▶ Задача A
Объясните по тексту о пьесе «Наташина мечта», почему автор считает, что это, по сути, и не пьеса вовсе.
▶ Задача B
Кто, согласно тексту о пьесе «Наташина мечта», написал эту пьесу?
▶ Задача C
Перепишите из текста о пьесе «Наташина мечта» всё от слов «Разговор о высокой» до слов «у зрительного зала.» включительно.

▶ Фрагмент документа
Разговор о высокой справедливости лучше начинать с малого. Хлесткая, сочная, атмосферная пьеса Ярославы Пулинович «Наташина мечта» — это, по сути, и не пьеса вовсе. Это две самостоятельные, сюжетно никак не связанные истории — сбивчивые, нервические монологи девочек с одинаковыми именами, искренние до простодушия и откровенные до дрожи. Перефразируя прекрасно высказавшегося на этот счет Павла Руднева, здесь молоденькие героини захлебываются от чувства несправедливости на глазах у зрительного зала.

▶ Извлечённые данные

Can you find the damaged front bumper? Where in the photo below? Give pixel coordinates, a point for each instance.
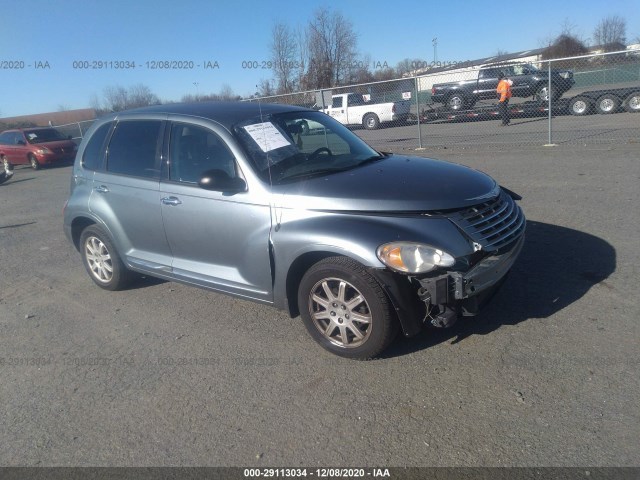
(466, 292)
(441, 300)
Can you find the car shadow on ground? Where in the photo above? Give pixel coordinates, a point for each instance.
(556, 268)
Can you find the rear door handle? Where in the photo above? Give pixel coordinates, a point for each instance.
(171, 201)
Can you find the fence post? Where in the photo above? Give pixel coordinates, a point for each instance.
(418, 113)
(550, 142)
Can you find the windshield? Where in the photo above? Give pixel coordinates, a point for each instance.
(291, 146)
(526, 69)
(43, 135)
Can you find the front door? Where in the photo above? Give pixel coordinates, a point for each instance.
(219, 240)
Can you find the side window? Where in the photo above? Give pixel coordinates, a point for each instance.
(94, 151)
(194, 150)
(309, 136)
(355, 100)
(133, 147)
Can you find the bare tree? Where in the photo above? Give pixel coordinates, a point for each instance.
(408, 65)
(564, 46)
(611, 30)
(226, 93)
(284, 57)
(117, 98)
(265, 88)
(141, 96)
(332, 48)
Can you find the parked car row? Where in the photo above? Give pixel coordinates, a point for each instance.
(36, 147)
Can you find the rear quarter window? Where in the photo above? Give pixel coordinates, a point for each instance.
(95, 149)
(133, 149)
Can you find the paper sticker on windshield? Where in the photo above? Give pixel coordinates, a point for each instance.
(267, 136)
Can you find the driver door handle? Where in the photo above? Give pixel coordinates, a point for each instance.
(171, 201)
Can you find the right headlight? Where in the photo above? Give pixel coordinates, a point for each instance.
(411, 257)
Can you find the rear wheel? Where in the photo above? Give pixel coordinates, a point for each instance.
(542, 94)
(102, 261)
(607, 103)
(371, 121)
(456, 102)
(6, 164)
(632, 102)
(580, 106)
(345, 309)
(33, 161)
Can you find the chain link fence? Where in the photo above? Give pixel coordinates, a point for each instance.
(76, 130)
(586, 99)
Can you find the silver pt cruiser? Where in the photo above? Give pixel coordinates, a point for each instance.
(285, 206)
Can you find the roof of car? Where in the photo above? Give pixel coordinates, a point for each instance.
(225, 113)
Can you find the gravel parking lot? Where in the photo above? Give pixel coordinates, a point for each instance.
(165, 374)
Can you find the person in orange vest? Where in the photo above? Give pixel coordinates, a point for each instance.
(504, 94)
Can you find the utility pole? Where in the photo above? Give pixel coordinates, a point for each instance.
(435, 49)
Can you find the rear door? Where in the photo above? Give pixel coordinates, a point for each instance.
(126, 194)
(488, 82)
(219, 240)
(339, 109)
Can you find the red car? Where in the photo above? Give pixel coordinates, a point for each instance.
(35, 147)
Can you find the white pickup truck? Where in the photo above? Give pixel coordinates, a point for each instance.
(352, 109)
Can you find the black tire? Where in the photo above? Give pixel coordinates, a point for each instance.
(580, 106)
(6, 165)
(542, 95)
(370, 121)
(456, 102)
(607, 104)
(33, 161)
(632, 102)
(102, 261)
(345, 309)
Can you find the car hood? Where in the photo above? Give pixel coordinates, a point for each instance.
(395, 183)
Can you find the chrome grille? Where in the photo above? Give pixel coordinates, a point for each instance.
(492, 224)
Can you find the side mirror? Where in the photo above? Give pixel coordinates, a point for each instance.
(220, 181)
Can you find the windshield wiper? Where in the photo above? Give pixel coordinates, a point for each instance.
(372, 159)
(316, 172)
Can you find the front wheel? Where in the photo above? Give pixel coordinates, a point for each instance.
(607, 104)
(345, 309)
(542, 94)
(34, 162)
(371, 121)
(632, 102)
(6, 164)
(101, 260)
(456, 102)
(580, 106)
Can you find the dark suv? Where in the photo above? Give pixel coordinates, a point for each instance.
(285, 206)
(527, 80)
(35, 147)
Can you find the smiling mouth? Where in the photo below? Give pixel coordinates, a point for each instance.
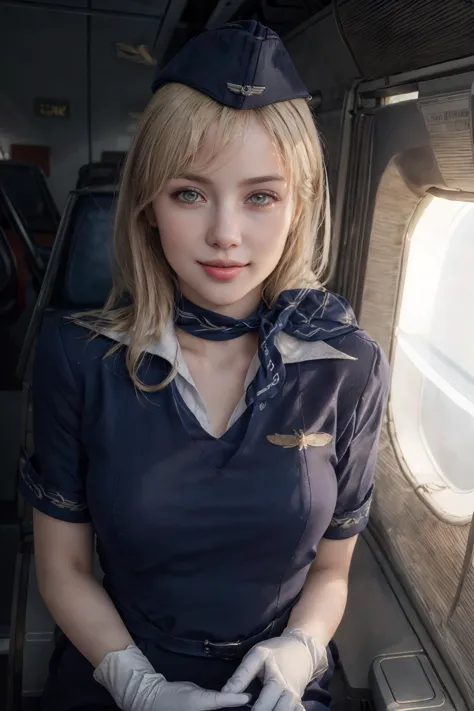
(222, 271)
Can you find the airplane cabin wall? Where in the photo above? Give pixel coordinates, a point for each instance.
(44, 54)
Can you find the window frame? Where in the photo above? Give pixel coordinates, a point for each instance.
(445, 501)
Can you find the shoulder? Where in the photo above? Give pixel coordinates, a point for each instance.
(64, 343)
(357, 362)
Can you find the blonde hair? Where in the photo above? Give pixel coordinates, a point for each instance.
(172, 130)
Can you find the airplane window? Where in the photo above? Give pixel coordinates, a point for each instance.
(432, 398)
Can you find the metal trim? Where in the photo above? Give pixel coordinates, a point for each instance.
(28, 4)
(435, 71)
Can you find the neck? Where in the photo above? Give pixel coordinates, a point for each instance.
(239, 309)
(219, 351)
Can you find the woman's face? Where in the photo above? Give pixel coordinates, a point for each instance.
(223, 225)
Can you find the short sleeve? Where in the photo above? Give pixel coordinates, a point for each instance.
(53, 480)
(357, 454)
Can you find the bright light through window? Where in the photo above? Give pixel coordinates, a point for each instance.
(432, 397)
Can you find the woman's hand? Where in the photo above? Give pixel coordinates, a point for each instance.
(135, 686)
(285, 665)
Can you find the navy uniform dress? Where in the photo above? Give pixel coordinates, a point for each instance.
(205, 542)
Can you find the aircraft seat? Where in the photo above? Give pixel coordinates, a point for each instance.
(8, 280)
(100, 174)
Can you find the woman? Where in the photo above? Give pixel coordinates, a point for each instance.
(218, 432)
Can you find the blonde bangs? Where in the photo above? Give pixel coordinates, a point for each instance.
(173, 130)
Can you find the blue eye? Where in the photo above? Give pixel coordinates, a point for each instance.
(261, 199)
(189, 196)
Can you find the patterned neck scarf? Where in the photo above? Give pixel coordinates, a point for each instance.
(307, 314)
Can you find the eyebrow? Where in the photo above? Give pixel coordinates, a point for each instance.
(249, 181)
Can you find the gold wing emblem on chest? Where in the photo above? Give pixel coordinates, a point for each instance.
(300, 439)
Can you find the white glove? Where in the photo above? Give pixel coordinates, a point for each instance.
(285, 665)
(135, 686)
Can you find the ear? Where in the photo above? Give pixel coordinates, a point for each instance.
(150, 216)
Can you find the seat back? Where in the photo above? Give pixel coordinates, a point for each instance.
(17, 233)
(8, 279)
(79, 277)
(79, 273)
(99, 174)
(28, 190)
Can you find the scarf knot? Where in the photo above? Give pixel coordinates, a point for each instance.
(306, 314)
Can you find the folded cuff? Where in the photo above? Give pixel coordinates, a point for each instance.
(66, 506)
(350, 523)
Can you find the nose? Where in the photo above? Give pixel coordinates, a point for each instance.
(224, 230)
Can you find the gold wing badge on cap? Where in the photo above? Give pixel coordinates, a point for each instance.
(300, 439)
(246, 90)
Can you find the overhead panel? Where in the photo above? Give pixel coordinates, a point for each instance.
(448, 118)
(153, 8)
(69, 3)
(391, 37)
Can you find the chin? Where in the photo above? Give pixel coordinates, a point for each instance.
(222, 295)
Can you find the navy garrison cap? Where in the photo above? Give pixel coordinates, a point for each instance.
(242, 64)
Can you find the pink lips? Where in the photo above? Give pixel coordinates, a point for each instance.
(222, 271)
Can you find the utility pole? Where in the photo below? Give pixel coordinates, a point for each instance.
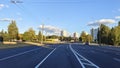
(42, 30)
(100, 34)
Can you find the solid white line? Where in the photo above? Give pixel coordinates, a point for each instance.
(38, 65)
(18, 54)
(76, 56)
(116, 59)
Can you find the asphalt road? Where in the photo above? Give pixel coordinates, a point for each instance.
(61, 56)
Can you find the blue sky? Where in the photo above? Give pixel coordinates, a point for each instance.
(69, 15)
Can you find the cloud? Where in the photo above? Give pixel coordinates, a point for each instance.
(119, 10)
(3, 6)
(101, 21)
(117, 17)
(6, 19)
(50, 29)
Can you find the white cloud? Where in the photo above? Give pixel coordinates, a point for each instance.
(117, 17)
(50, 29)
(18, 13)
(3, 6)
(118, 9)
(101, 21)
(5, 19)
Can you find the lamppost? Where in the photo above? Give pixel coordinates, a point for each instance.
(42, 30)
(99, 34)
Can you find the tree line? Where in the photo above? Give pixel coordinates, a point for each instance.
(12, 34)
(107, 35)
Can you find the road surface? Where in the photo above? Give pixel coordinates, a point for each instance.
(61, 56)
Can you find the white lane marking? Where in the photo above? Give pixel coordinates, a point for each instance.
(82, 58)
(76, 57)
(87, 60)
(38, 65)
(116, 59)
(18, 54)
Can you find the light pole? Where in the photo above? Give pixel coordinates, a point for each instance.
(100, 34)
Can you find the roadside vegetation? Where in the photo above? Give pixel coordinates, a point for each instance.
(106, 35)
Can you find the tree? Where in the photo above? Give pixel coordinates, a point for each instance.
(29, 35)
(89, 38)
(5, 35)
(13, 30)
(83, 36)
(103, 34)
(39, 36)
(115, 36)
(119, 23)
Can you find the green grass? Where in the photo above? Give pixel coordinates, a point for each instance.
(5, 46)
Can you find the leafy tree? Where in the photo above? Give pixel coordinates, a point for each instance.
(5, 35)
(89, 38)
(119, 23)
(83, 37)
(13, 30)
(29, 35)
(39, 36)
(115, 36)
(103, 34)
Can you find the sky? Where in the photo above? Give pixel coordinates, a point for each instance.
(70, 15)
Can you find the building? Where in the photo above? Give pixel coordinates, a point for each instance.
(94, 33)
(76, 37)
(64, 33)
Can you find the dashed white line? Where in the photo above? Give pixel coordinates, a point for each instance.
(18, 54)
(76, 57)
(80, 58)
(38, 65)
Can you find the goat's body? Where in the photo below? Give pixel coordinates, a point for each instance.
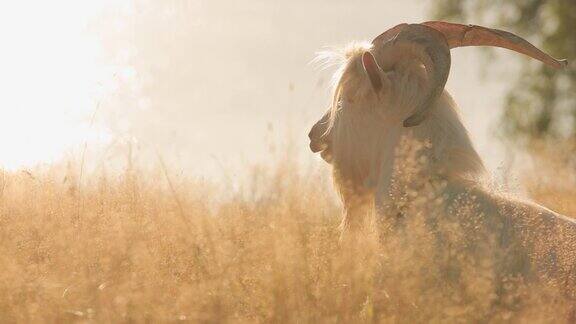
(399, 150)
(520, 238)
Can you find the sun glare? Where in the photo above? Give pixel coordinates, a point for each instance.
(52, 79)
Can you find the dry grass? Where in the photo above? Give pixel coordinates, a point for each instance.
(135, 248)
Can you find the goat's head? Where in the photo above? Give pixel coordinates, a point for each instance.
(374, 77)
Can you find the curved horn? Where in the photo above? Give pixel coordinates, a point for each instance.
(434, 53)
(458, 35)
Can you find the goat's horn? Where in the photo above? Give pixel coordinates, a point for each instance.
(458, 35)
(434, 54)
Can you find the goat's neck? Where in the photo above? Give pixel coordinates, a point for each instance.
(445, 145)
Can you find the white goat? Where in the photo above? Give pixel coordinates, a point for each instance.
(393, 88)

▶ Полный ответ A
Автор считает, что «Наташина мечта» по сути не пьеса, потому что она состоит из двух самостоятельных историй, сюжетно никак не связанных. Это монологи двух девочек с одинаковыми именами.

▶ Полный ответ B
Ярослава Пулинович.

▶ Полный ответ C
Разговор о высокой справедливости лучше начинать с малого. Хлесткая, сочная, атмосферная пьеса Ярославы Пулинович «Наташина мечта» — это, по сути, и не пьеса вовсе. Это две самостоятельные, сюжетно никак не связанные истории — сбивчивые, нервические монологи девочек с одинаковыми именами, искренние до простодушия и откровенные до дрожи. Перефразируя прекрасно высказавшегося на этот счет Павла Руднева, здесь молоденькие героини захлебываются от чувства несправедливости на глазах у зрительного зала.